## WORK TO DO
Rewrite the lines below, replacing "jalapeno" with "jalapeño" wherever it occurs and leaving everything else as it is.

## DATA ROWS
+ + +
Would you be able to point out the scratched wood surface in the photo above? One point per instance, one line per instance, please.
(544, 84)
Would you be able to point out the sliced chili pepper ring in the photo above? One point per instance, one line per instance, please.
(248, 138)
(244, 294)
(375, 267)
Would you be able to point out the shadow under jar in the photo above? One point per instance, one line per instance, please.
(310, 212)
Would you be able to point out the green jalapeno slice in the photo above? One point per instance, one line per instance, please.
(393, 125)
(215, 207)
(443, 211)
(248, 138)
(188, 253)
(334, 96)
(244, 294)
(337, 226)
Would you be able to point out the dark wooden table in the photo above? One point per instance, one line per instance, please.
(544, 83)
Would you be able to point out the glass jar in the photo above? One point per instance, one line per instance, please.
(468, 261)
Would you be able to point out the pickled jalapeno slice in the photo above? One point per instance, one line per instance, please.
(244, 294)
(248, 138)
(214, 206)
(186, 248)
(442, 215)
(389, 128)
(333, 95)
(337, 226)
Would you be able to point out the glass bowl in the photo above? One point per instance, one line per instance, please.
+ + +
## EXERCISE RESULT
Would you be able to point out the scratched wood surface in the photo above? One point per instance, one line per instance, please.
(544, 84)
Would you be able to point out the sliced chili pepper ring in the photo above? One point per instance, one line per instance, please.
(248, 138)
(244, 294)
(375, 267)
Would you be able to point out the shadow under jar in the photo above? One point per instance, one line per instance, please.
(310, 212)
Would you be able to point out the green jalapeño slice in the photo above? One point per instance, one line per instance, please.
(393, 125)
(215, 207)
(443, 211)
(248, 138)
(188, 253)
(334, 96)
(244, 294)
(337, 226)
Would you be able to point out the dark wooden table in the photo above? One point per instance, one line per instance, please.
(544, 83)
Would you be able to point out the glass jar in the photo above? One point per instance, one line per instance, please.
(468, 261)
Would you be able to point out the pickled jalapeño slice in the photo above? One point per instance, one line per instance, please.
(244, 294)
(248, 138)
(214, 206)
(186, 248)
(442, 215)
(389, 128)
(333, 95)
(337, 226)
Would you be able to point out the glass bowl in the photo above? One point per instance, one line per instance, please.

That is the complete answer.